▸ Texte fourni
= = =

Delphine & Elodie Chevalme
Nées en 1981, nous sommes sœurs jumelles et artistes plasticiennes.
L’identité est l’objet de notre réflexion plastique et, à travers elle, nous avons été amenées à nous éloigner de ce que nous connaissions le mieux : le dessin et la culture française. Plutôt que d’être des spécialistes d’une technique, nous sommes devenues « mobiles ». C’est donc par la circulation géographique et plastique que nos projets se construisent. De ces mouvements inhérents à notre pratique, nos œuvres sont devenues protéiformes. Au travers de nos projets, nous racontons les identités plurielles, héritières de l’Histoire ; un ensemble complexe qui ne cesse de se déplacer, de migrer, de s’enrichir, de s’acoquiner...
Notre travail a été découvert en 2011 lors du Salon d’Art Contemporain de Montrouge. Depuis, nous menons des projets à cheval entre différents continents, qui ont fait l’objet d’expositions en France et à l’international.
-
Cheval de Troie
L’installation s’appuie sur l’épisode du cheval de Troie, raconté dans l’Odyssée d’Homère. Ici, le cheval devient valise, objet de la mobilité et qui permet le transport de marchandises. Il s’agit de mettre en scène le paradoxe de la mobilité contemporaine.
Si nous vivons à l’ère de l’ultra-mobilité et de l’hyper-connectivité, les difficultés que rencontrent les populations pour se déplacer se multiplient. Il devient de plus en plus difficile de passer les frontières, d’entrer dans des pays. Des murs sont érigés, des gardes-côtes dépêchés, les frontières sont scrutées quand il s’agit d’humains. La mobilité est inégale entre les différents hommes, certains passeports ouvrant d’avantage de portes que d’autres.Rappelons que dans le mythe du cheval de Troie, il s’agit d’une ruse ; la ruse se distinguant de la tricherie, du délit ou du crime, en cela qu’elle est autorisée par la loi ou les règles de l’art de la guerre. Et si en se faisant passer pour des marchandises, on circulait librement ?
Nous avons créé une valise géante, dont l’ossature, faite d’une structure rigide en bois, est recouverte par des couvertures de survie, face dorée vers l’extérieur.
En se parant d’or et de logos des marques de luxe, la valise devient leurre. Elle se mue en un objet précieux, dont seule l’enveloppe dorée et clinquante est visible au premier coup d’œil.
L’intérieur de la valise abrite, quant à elle, des personnages qu'on devine grâce à la transparence de la couverture de survie et un éclairage intermittent. -
Greffes de l'Histoire, histoires de griffes
Greffes de l’Histoire, histoires de griffes propose d’investir le paysage iconographique de la mode française par la collaboration avec des sapeurs brazzavillois et à partir de l’œuvre photographique de Jean-Paul Goude pour les Galeries Lafayette.

= = =

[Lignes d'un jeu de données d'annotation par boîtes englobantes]
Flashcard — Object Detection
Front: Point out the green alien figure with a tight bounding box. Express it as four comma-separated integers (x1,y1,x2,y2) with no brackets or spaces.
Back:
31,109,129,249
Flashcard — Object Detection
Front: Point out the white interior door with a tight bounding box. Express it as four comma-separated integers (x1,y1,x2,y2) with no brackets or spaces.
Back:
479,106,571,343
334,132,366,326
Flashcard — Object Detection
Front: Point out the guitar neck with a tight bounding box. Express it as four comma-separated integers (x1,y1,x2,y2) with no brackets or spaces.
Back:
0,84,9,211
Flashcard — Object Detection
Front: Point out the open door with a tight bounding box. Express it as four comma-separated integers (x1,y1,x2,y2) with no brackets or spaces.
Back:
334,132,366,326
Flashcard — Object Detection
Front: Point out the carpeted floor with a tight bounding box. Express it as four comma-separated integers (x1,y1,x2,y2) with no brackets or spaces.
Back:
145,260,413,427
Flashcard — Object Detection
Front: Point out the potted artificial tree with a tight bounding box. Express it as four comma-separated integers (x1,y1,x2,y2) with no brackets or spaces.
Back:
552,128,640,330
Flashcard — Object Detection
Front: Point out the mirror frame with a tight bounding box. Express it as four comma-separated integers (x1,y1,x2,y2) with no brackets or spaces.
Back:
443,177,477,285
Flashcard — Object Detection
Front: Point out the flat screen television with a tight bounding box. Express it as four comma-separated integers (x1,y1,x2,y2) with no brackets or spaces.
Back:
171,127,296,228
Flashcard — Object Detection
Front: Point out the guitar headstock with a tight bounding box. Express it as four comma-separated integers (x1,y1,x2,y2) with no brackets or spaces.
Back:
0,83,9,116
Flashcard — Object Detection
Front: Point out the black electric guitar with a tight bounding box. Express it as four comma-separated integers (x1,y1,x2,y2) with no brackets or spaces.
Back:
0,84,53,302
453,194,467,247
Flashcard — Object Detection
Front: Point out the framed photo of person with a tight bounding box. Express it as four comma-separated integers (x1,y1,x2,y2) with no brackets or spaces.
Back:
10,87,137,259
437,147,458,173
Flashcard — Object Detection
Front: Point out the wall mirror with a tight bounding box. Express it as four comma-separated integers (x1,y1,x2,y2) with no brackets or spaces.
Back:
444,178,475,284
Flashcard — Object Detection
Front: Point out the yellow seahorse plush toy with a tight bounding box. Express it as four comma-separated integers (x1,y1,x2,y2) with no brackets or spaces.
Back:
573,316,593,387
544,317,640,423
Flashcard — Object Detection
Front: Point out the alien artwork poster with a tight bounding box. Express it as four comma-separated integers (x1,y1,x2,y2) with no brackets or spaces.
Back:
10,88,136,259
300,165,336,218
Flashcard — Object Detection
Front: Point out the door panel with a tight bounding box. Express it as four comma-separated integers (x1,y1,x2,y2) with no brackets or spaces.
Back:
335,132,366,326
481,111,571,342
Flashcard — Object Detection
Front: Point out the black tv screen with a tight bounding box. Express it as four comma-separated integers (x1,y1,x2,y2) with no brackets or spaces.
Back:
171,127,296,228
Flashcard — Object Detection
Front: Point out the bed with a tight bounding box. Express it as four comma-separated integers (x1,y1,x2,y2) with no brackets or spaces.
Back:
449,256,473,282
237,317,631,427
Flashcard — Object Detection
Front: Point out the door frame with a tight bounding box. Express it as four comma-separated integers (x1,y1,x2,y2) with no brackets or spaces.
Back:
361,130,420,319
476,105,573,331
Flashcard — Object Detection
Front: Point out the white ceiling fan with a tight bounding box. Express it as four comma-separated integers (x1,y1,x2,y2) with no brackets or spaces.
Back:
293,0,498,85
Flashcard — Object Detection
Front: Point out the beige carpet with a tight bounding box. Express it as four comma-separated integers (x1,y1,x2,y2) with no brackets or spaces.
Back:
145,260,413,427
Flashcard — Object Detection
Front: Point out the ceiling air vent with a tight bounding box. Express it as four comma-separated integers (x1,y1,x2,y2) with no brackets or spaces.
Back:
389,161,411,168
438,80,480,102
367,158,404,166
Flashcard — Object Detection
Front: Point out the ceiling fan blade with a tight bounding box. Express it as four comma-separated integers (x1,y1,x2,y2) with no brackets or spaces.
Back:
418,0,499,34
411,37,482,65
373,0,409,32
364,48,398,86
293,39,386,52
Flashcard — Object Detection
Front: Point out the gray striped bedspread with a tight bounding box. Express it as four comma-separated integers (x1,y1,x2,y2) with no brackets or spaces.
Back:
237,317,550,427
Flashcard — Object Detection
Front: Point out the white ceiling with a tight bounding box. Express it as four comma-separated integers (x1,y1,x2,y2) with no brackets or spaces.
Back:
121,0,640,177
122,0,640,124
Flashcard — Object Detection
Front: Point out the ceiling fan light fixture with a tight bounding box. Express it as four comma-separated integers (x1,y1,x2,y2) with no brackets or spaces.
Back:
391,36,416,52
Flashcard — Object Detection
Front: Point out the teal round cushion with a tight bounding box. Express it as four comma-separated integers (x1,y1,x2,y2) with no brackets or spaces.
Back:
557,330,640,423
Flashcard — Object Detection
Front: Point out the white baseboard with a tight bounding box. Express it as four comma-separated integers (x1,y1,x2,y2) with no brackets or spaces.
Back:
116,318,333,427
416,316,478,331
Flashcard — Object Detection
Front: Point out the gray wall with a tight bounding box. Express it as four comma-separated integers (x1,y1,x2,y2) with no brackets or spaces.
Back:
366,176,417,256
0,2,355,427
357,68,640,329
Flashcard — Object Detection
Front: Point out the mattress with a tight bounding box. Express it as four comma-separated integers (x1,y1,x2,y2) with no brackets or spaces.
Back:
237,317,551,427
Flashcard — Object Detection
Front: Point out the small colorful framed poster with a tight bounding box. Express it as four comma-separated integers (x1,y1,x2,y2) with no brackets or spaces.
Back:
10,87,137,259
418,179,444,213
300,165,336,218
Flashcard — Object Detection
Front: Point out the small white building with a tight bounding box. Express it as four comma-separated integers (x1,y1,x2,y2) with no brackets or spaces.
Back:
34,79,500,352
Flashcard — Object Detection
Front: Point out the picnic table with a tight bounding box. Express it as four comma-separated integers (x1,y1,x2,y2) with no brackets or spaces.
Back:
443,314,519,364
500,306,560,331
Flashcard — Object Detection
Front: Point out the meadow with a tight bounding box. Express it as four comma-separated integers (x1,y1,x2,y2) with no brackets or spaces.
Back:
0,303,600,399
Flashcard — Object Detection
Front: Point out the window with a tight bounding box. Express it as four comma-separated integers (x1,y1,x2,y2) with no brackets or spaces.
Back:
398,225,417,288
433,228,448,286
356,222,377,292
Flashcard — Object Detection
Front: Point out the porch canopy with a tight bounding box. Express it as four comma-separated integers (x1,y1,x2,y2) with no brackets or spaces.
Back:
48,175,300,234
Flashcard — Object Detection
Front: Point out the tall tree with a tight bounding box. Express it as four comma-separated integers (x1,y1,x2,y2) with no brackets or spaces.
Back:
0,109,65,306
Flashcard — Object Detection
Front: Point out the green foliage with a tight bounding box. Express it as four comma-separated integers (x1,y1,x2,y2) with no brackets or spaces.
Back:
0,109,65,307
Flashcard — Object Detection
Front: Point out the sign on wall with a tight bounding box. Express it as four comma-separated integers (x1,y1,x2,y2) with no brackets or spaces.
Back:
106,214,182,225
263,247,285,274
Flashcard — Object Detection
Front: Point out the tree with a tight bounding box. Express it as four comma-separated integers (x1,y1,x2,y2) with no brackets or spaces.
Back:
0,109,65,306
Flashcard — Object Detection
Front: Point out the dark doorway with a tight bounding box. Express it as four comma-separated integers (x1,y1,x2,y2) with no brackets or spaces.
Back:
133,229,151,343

= = =

▸ Travail à effectuer
1. Relevez chacune des lignes des enregistrements dans lesquelles figure la chaîne « framed ».
2. Prolongez le texte de présentation des sœurs Chevalme à partir de l'endroit où il s'arrête.

▸ Réponses
1.
Front: Point out the framed photo of person with a tight bounding box. Express it as four comma-separated integers (x1,y1,x2,y2) with no brackets or spaces.
Front: Point out the small colorful framed poster with a tight bounding box. Express it as four comma-separated integers (x1,y1,x2,y2) with no brackets or spaces.

2.
Titré en miroir, ce projet réunit la « sape » du Congo-Brazzaville et l’univers de la mode parisienne. Tant la sape que la mode sont emblématiques d’identités territoriales spécifiques. Marques de fabrique nationale, sape et mode se reflètent respectivement par leurs similitudes mais surtout par leurs particularismes. Si les sapeurs partagent et collectionnent les mêmes « griffes » ; de Christian Lacroix à Yves Saint Laurent en passant par Jean-Paul Gaultier, Pierre Cardin ou Christian Dior, la sape n’est pas la mode. À partir d’un modèle culturel étranger et imposé par la France, alors colonisatrice, la sape a construit l’un des symboles forts de l’identité congolaise. Pied de nez à l’Histoire, l’art de l’habillement, du bon goût et du raffinement est désigné autrement et par un terme issu de l’argot : la sape. Si nous avons choisi l’œuvre de Jean-Paul Goude, c’est qu’il incarne une vision très atypique et personnelle qui a complètement bouleversé et élargi les codes de représentation de la mode, à tel point qu’il en est devenu un de ses symboles. Le parallèle est pertinent, car c’est la remarquable illustration d’une identité, non pas forteresse, mais comme un territoire qui absorbe et qui mute en intégrant l’autre.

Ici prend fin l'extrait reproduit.